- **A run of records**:
○ ○ ○ ○

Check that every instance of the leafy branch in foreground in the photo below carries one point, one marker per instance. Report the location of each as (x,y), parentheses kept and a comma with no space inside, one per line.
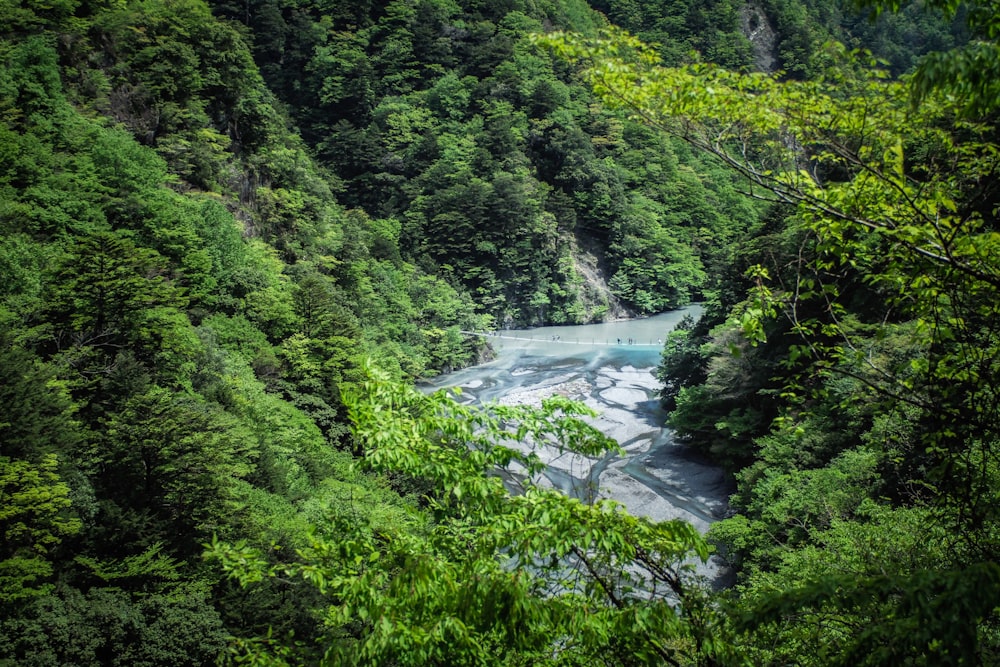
(894,298)
(499,570)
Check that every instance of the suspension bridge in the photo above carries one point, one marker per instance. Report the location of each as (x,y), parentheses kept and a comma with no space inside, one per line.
(560,340)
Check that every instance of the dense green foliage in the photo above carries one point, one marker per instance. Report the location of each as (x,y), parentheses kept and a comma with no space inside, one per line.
(847,373)
(497,169)
(212,215)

○ ○ ○ ○

- **Task to carry out**:
Write out all the records above line for line, leaving out the pictures.

- **Finished answer**:
Check that every instance of the leafy branch in foreground in the photo below carries one point, one marker per instance. Report the location of each as (x,y), parentheses kept and a comma with no space inside, one per line.
(894,298)
(499,570)
Check that every instance of the suspension bridge in the photo above carries one point, one marker per instance. Report the location of each as (x,y), parentheses kept and a comma with no space inside, one per line.
(560,340)
Check that every instance of the dense green foliage in the photo above carries one point, one marker per instance. Report the location of each as (x,y), parentheses kept and a comma with no space inside, one per line.
(847,373)
(497,169)
(212,215)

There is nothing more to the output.